#### [Text]
■ ■ ■ ■

8-K 1 a8-kcreditfacility.htm 8-K Document





UNITED STATES
SECURITIES AND EXCHANGE COMMISSION
Washington, D.C. 20549
 
FORM 8-K
 

CURRENT REPORT
Pursuant to Section 13 or 15(d)
of the Securities Exchange Act of 1934
Date of Report (Date of earliest event reported): July 19, 2019
 

 
    Commission    
    File Number   
Exact name of registrant as specified in its charter; address of principal executive offices; registrant’s telephone number, including area code
State or Other Jurisdiction of
Incorporation
I.R.S. Employer Identification No.
0-49807
Washington Gas Light Company
1000 Maine Ave., SW
Washington, D.C. 20024
(703) 750-4440
District of Columbia
and Virginia
53-0162882
Former name or former address, if changed since last report: n/a


Check the appropriate box below if the Form 8-K filing is intended to simultaneously satisfy the filing obligation of the registrant under any of the following provisions:
 
Written communications pursuant to Rule 425 under the Securities Act (17 CFR 230.425)
 
Soliciting material pursuant to Rule 14a-12 under the Exchange Act (17 CFR 240.14a-12)
 
Pre-commencement communications pursuant to Rule 14d-2(b) under the Exchange Act (17 CFR 240.14d-2(b))
 
Pre-commencement communications pursuant to Rule 13e-4(c) under the Exchange Act (17 CFR 240.13e-4(c))

Securities registered pursuant to Section 12(b) of the Act: None
 



Indicate by check mark whether the registrant is an emerging growth company as defined in Rule 405 of the Securities Act of 1933 (§230.405 of this chapter) or Rule 12b-2 of the Securities Exchange Act of 1934 (§240.12b-2 of this chapter).
Emerging growth company 

If an emerging growth company, indicate by check mark if the registrant has elected not to use the extended transition period for complying with any new or revised financial accounting standards provided pursuant to Section 13(a) of the Exchange Act. 

 






Item 1.01
Entry into a Material Definitive Agreement.

On July 19, 2019, Washington Gas Light Company (the “Company”) entered into an amended and restated senior unsecured revolving credit facility with a term of five years and two one-year extension options (the “Credit Facility”). The Credit Facility amended and restated the Company’s existing $350 million credit facility entered into on April 3, 2012, which was scheduled to mature on December 19, 2019. Wells Fargo Bank, National Association (“Wells Fargo”) serves as the Administrative Agent under the Credit Facility, with Branch Banking and Trust Company, MUFG Bank, Ltd. and TD Bank, N.A. acting as co-syndication agents; and Wells Fargo Securities LLC, BB&T Capital Markets, MUFG Bank, Ltd. and TD Securities (USA) LLC, acting as joint lead arrangers and joint book runners. Other banks participating in the syndicated facility include the Canadian Imperial Bank of Commerce; Royal Bank of Canada; The Bank of Nova Scotia; and US Bank, National Association.

■ ■ ■ ■

#### [To do]
[1] Quote the filing from "Written communications pursuant" up to and including "(17 CFR 240.14a-12)".
[2] According to the filing, which bank serves as the Administrative Agent under the Credit Facility?
The listing that comes next is material separate from the filing.

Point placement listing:
■ ■ ■ ■

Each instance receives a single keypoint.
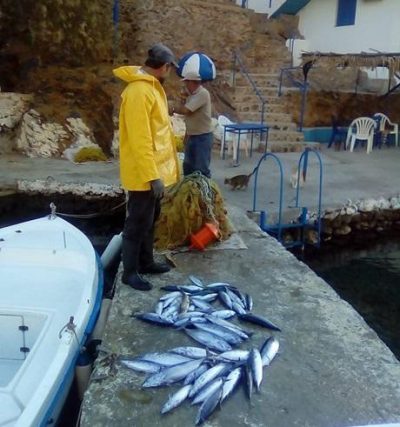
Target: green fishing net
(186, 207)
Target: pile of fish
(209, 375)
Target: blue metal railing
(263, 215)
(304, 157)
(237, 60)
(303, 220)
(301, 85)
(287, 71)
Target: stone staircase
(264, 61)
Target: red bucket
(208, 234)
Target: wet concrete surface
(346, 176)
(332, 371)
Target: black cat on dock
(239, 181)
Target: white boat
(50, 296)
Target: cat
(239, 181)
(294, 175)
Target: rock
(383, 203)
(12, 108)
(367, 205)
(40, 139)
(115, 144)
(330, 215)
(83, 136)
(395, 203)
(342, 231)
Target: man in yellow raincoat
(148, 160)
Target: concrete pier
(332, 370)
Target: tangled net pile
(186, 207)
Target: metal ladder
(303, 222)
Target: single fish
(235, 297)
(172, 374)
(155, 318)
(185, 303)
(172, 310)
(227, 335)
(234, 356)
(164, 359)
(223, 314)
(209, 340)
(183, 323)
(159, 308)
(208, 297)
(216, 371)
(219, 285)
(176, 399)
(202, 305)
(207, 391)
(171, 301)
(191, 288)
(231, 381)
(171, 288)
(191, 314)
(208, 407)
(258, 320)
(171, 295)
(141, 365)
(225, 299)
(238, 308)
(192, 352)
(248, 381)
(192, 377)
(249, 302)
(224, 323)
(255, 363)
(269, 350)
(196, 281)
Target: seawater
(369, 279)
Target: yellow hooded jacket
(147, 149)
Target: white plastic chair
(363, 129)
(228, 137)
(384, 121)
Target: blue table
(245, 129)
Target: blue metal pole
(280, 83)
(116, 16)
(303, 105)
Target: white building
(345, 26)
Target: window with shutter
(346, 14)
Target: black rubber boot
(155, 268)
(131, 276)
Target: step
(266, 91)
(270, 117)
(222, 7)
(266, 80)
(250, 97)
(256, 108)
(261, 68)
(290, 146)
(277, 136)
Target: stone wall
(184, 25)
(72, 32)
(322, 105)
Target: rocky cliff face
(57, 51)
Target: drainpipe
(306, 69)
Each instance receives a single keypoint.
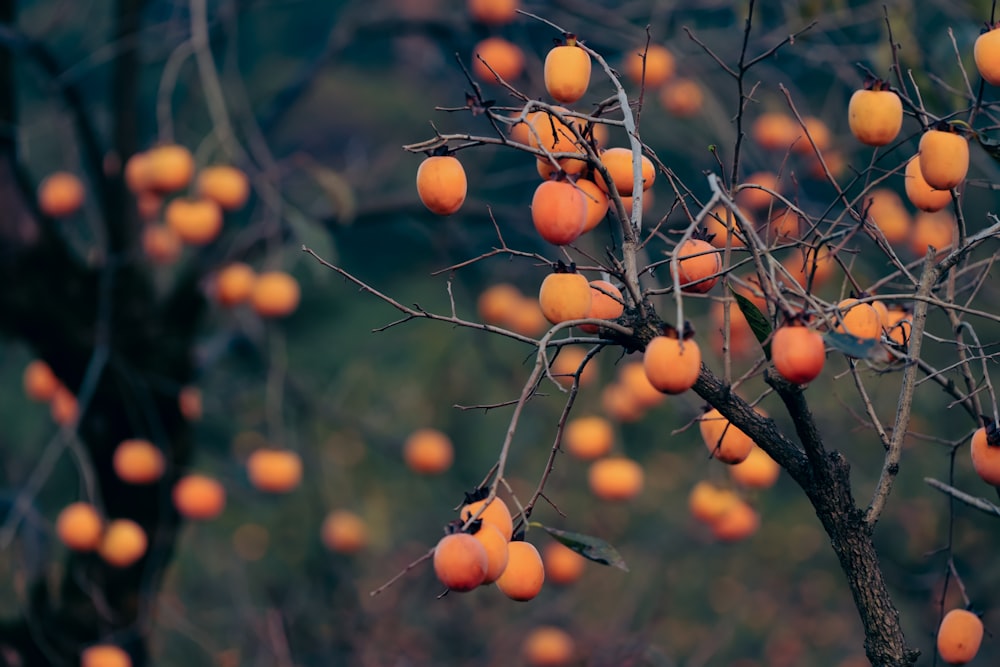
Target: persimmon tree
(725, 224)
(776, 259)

■ ■ ■ ■

#### [Results of the tasks]
[1]
Written communications pursuant to Rule 425 under the Securities Act (17 CFR 230.425)
 
Soliciting material pursuant to Rule 14a-12 under the Exchange Act (17 CFR 240.14a-12)

[2] Wells Fargo Bank, National Association